[Extracted data entries]

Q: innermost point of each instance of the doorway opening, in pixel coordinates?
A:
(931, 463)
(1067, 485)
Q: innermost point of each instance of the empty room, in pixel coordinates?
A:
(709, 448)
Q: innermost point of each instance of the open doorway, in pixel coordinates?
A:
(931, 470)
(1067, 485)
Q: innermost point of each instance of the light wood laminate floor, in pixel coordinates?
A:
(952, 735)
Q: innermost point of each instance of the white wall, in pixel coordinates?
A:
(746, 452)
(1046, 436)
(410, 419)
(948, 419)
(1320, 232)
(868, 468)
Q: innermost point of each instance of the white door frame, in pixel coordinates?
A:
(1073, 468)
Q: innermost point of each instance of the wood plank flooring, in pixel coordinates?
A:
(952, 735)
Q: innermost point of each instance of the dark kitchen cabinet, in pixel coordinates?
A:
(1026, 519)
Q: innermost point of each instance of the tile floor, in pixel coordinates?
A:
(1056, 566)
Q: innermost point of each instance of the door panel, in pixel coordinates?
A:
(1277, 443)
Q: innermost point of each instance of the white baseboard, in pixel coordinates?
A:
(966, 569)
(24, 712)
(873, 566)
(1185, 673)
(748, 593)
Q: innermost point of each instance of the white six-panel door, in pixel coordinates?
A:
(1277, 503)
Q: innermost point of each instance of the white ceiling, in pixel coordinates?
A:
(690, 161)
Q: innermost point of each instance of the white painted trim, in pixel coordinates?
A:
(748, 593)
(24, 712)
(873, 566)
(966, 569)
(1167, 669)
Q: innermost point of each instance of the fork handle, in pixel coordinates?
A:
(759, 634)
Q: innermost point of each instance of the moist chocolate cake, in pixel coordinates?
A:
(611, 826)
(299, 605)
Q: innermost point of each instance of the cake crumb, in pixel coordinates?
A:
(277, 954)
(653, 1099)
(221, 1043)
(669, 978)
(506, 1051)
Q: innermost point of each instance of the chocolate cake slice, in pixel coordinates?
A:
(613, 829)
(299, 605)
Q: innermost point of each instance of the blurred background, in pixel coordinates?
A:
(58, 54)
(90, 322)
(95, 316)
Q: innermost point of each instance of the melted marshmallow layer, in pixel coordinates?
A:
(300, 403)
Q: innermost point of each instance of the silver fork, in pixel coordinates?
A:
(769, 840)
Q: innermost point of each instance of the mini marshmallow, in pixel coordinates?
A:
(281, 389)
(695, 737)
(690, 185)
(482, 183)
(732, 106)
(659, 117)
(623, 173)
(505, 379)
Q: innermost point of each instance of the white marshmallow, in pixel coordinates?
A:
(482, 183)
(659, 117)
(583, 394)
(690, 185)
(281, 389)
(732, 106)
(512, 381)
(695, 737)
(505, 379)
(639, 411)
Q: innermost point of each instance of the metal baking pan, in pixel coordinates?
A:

▸ **Objective**: Recast every line of the records above as a single numbered list, leaving out any blank lines.

▸ **Task answer**:
1. Q: innermost point of each instance of the doorway opening, in pixel coordinates?
2. A:
3. (931, 463)
4. (1067, 485)
5. Q: innermost point of each instance of the empty room, in pixel coordinates?
6. A:
7. (709, 448)
8. Q: innermost point of each instance of the open doorway, in pixel coordinates?
9. A:
10. (931, 470)
11. (1067, 485)
12. Q: innermost point of each instance of the light wood laminate floor, in pixel coordinates?
13. A:
14. (952, 735)
15. Q: innermost point of each instance of the white wall, in pixel coordinates?
16. A:
17. (746, 452)
18. (1046, 436)
19. (410, 419)
20. (948, 419)
21. (1320, 232)
22. (868, 468)
23. Q: innermost point of each instance of the white door frame, in pixel coordinates?
24. A:
25. (1073, 468)
26. Q: innermost point of each instance of the wood plank flooring, in pixel coordinates?
27. A:
28. (952, 735)
29. Q: innermost point of each instance of the dark kitchen cabinet, in pixel coordinates?
30. A:
31. (1026, 519)
32. Q: innermost point of each instance of the tile floor, in pixel coordinates?
33. A:
34. (1056, 566)
35. Q: innermost point of each instance of the door panel, in pixel coordinates?
36. A:
37. (1277, 443)
38. Q: innermost point of each instance of the white baseboard, in pixel coordinates?
39. A:
40. (966, 569)
41. (24, 712)
42. (873, 566)
43. (1185, 673)
44. (748, 593)
45. Q: innermost point of each instance of the white six-panel door, in pixel coordinates?
46. A:
47. (1277, 503)
48. Q: innermost point of each instance of the white ceiling, in pixel coordinates?
49. A:
50. (690, 161)
51. Q: innermost point of each instance of the white painted trim, in pixel coordinates?
52. A:
53. (748, 593)
54. (24, 712)
55. (873, 566)
56. (966, 569)
57. (1167, 669)
58. Q: innermost point of each instance of the fork handle, in pixel coordinates?
59. A:
60. (759, 634)
61. Q: innermost point of each instance of the moist chocolate cake, in pixel coordinates?
62. A:
63. (611, 826)
64. (299, 605)
65. Q: innermost point of each instance of the cake crumb, in pixel coordinates?
66. A:
67. (277, 954)
68. (653, 1099)
69. (221, 1043)
70. (669, 978)
71. (506, 1051)
72. Q: innermost point of each instance of the chocolate cake slice, in pixel coordinates?
73. A:
74. (613, 829)
75. (299, 605)
76. Q: innermost point of each instance of the blurred background, in pixel coordinates?
77. A:
78. (58, 54)
79. (90, 322)
80. (95, 316)
81. Q: innermost point of each instance of the melted marshmallow layer, in pixel coordinates?
82. A:
83. (300, 403)
84. Q: innermost point of each instance of the silver fork, in pixel coordinates?
85. A:
86. (769, 840)
87. Q: innermost point of each instance of the mini marshmallow, in pixel coordinates?
88. A:
89. (281, 389)
90. (695, 737)
91. (690, 185)
92. (482, 183)
93. (732, 106)
94. (659, 117)
95. (623, 173)
96. (505, 379)
97. Q: innermost point of each instance of the white marshmallow, in pixel coordinates?
98. A:
99. (482, 183)
100. (659, 117)
101. (583, 394)
102. (690, 185)
103. (281, 389)
104. (732, 106)
105. (512, 381)
106. (695, 737)
107. (505, 379)
108. (639, 411)
109. Q: innermost point of each instance of the metal baking pan, in pixel coordinates?
110. A:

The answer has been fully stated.